(Given data)

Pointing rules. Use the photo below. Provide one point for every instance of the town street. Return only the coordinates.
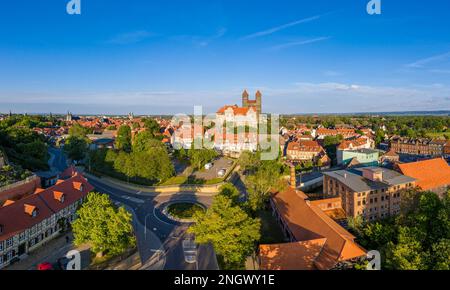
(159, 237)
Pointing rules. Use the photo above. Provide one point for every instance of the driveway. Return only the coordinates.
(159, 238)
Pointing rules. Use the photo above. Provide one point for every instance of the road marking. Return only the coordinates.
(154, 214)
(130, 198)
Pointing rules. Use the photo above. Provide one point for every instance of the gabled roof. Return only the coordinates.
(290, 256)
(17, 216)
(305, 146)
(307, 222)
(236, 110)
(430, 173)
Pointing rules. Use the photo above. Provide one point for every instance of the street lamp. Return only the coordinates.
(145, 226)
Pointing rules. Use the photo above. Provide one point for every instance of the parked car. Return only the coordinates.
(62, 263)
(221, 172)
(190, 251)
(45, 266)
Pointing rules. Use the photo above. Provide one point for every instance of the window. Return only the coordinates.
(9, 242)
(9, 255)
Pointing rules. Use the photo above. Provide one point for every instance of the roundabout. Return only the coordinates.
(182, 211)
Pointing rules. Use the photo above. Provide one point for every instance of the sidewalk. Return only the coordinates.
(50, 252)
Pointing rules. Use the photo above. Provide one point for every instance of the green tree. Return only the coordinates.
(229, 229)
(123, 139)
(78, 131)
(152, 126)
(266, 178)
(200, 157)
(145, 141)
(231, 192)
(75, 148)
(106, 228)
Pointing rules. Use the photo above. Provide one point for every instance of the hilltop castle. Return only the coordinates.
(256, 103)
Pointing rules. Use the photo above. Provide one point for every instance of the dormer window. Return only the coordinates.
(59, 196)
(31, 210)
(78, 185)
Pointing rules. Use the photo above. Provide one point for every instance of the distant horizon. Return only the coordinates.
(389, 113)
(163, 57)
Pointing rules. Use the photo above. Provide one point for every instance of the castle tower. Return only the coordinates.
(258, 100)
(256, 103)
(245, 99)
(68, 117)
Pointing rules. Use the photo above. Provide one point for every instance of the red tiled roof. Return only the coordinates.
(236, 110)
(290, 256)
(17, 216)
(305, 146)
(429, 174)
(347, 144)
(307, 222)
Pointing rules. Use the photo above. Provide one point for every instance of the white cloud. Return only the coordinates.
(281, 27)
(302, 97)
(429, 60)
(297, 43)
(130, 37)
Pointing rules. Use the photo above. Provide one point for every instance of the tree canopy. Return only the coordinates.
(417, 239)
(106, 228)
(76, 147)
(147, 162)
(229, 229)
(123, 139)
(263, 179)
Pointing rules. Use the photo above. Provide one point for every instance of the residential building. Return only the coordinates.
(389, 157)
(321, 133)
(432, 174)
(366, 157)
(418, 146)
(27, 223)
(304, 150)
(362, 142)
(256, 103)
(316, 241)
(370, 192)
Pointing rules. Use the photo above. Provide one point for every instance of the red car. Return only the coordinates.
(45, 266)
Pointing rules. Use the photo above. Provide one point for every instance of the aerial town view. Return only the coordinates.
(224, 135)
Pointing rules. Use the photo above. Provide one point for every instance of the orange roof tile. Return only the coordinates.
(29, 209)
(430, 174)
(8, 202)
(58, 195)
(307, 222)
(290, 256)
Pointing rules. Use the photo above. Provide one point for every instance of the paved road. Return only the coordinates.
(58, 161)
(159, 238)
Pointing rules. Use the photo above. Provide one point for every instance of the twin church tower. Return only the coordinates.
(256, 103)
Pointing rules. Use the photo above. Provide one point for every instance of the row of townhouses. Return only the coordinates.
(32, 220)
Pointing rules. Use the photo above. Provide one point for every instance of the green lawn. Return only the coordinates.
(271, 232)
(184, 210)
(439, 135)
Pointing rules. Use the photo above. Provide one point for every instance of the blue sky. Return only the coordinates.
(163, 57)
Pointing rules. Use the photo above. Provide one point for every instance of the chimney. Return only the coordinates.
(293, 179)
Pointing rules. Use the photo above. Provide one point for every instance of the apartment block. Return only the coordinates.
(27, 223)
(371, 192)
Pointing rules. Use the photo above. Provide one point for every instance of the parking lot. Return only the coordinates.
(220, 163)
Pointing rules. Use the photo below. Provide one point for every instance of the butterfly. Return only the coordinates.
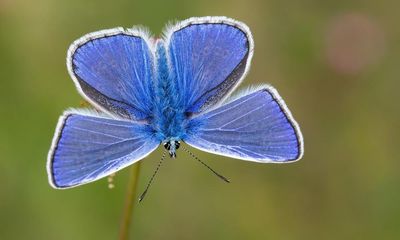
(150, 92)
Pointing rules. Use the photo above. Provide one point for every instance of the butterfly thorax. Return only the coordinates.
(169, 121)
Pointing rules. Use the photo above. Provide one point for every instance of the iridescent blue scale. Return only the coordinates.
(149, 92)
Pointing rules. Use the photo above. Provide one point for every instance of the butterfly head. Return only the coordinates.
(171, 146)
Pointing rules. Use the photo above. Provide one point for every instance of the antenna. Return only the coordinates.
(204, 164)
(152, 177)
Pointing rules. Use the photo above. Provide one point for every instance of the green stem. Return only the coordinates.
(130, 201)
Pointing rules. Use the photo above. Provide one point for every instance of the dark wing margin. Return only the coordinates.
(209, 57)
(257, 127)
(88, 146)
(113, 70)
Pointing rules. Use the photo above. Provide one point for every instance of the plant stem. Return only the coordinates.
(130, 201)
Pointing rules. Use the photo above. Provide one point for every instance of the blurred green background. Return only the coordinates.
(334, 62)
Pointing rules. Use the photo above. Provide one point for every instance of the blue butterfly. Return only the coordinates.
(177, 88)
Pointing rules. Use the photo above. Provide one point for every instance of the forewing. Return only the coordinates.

(End Given data)

_Task description:_
Although the records contain pictures, the copy should hold only their text, reproduced exactly.

_Solved exercise:_
Pointing rules. Use the photo below. Provide one point for every instance of the town street. Return only the coordinates.
(159, 237)
Pointing rules. Use the photo above. Provide one point for every instance of the driveway. Return only the coordinates.
(159, 238)
Pointing rules. Use the photo above. Provide one point for every instance of the road marking. Return only the coordinates.
(154, 214)
(130, 198)
Pointing rules. Use the photo above. Provide one point for every instance of the gabled roof. Return only the coordinates.
(290, 256)
(17, 216)
(305, 146)
(307, 222)
(236, 110)
(430, 173)
Pointing rules. Use the photo above. Provide one point for every instance of the street lamp. Return only the coordinates.
(145, 226)
Pointing rules. Use the photo above. Provide one point for every instance of the parked car. Return only the coordinates.
(62, 263)
(221, 172)
(190, 251)
(45, 266)
Pointing rules. Use the photo above. Provide one point for every instance of the window. Return only the coordinates.
(9, 242)
(9, 255)
Pointing rules. Use the photo above. Provide one point for every instance of the roundabout. Return only the coordinates.
(182, 211)
Pointing rules. Use the photo above. Provide one point for every instance of the sidewalk. Return only the coordinates.
(50, 252)
Pointing rules. Use the photo above. Provide one point for every instance of the green tree. Return only the coordinates.
(229, 229)
(123, 139)
(78, 131)
(152, 126)
(266, 178)
(200, 157)
(145, 141)
(231, 192)
(75, 148)
(106, 228)
Pointing rules. Use the photo above. Provide one point for every instance of the hilltop castle. Return only the coordinates.
(256, 103)
Pointing rules. Use the photo above. Provide one point for every instance of the dormer window. Return only the coordinates.
(59, 196)
(31, 210)
(78, 185)
Pointing rules. Use the photo above. Provide one point for every instance of the distant horizon. Return only the coordinates.
(389, 113)
(163, 57)
Pointing rules. Use the photo above. Provide one point for every instance of the castle tower. Return only the coordinates.
(258, 100)
(256, 103)
(245, 99)
(68, 117)
Pointing rules. Use the photo above. Provide one point for every instance of the red tiled roof. Return only the coordinates.
(236, 110)
(290, 256)
(17, 216)
(305, 146)
(429, 174)
(347, 144)
(307, 222)
Pointing rules. Use the photo above. Provide one point for every instance of the white cloud. Return only the coordinates.
(281, 27)
(302, 97)
(429, 60)
(297, 43)
(130, 37)
Pointing rules. Use the photo above. Provide one point for every instance of the tree canopy. Return only the coordinates.
(417, 239)
(106, 228)
(76, 147)
(147, 162)
(229, 229)
(123, 139)
(263, 179)
Pointing rules. Use the photo above. Provide one point for every instance of the residential building. Return only the coordinates.
(389, 157)
(321, 133)
(432, 174)
(366, 157)
(418, 146)
(27, 223)
(304, 150)
(362, 142)
(256, 103)
(316, 241)
(370, 192)
Pointing rules. Use the photo above. Provide one point for every instance of the red car. Return only the coordinates.
(45, 266)
Pointing rules. Use the photo above. Provide one point for every instance of the aerial town view. Return only the coordinates.
(224, 135)
Pointing rules. Use the photo above. Provide one point for every instance of the orange roof tile. Return only the coordinates.
(29, 209)
(430, 174)
(8, 202)
(58, 195)
(307, 222)
(290, 256)
Pointing rules. Use the photo above. Provide one point for every instance of the paved road. Return only the coordinates.
(58, 161)
(159, 238)
Pointing rules. Use the photo above. Provide one point for every instance of the twin church tower. Return only the coordinates.
(256, 103)
Pointing rules. Use the photo above. Provide one point for every instance of the row of townhouses. Return only the coordinates.
(32, 220)
Pointing rules. Use the photo above. Provide one point for every instance of the green lawn. Return only the coordinates.
(271, 232)
(184, 210)
(439, 135)
Pointing rules. Use the photo above. Provide one point for every instance of the blue sky. Return only the coordinates.
(163, 57)
Pointing rules. Use the photo above. Provide one point for every instance of the chimney. Return only the coordinates.
(293, 179)
Pointing rules. Use the photo above. Provide one point for every instance of the apartment block. Return only the coordinates.
(27, 223)
(371, 192)
Pointing rules. Use the photo above. Provide one point for every instance of the parking lot. Return only the coordinates.
(220, 163)
Pointing rules. Use the photo below. Provide one point for every instance of the butterfly. Return only the coordinates.
(150, 92)
Pointing rules. Use the photo above. Provide one point for every instance of the butterfly thorax. Return only the coordinates.
(169, 121)
Pointing rules. Use the photo above. Provide one point for every instance of the iridescent blue scale. Return only the coordinates.
(149, 92)
Pointing rules. Use the photo above. Provide one point for every instance of the butterfly head. Return only the coordinates.
(171, 146)
Pointing rules. Use the photo above. Provide one point for every instance of the antenna. Return only the coordinates.
(204, 164)
(152, 177)
Pointing rules. Use the photo above. Provide one point for every instance of the green stem. Return only the coordinates.
(130, 201)
Pointing rules. Use the photo above. Provide one point for every instance of the dark wing margin. Return only the coordinates.
(209, 57)
(257, 127)
(88, 146)
(113, 70)
Pointing rules. Use the photo above. Provide one point for every instance of the plant stem. Return only the coordinates.
(130, 201)
Pointing rules. Use the photo above. Provide one point for every instance of the blurred green background. Return only the coordinates.
(334, 62)
Pointing rules. Use the photo above. Provide one point for every instance of the blue butterfly. Return only the coordinates.
(177, 88)
Pointing rules. Use the photo above. Provide one point for every instance of the forewing. Return only the coordinates.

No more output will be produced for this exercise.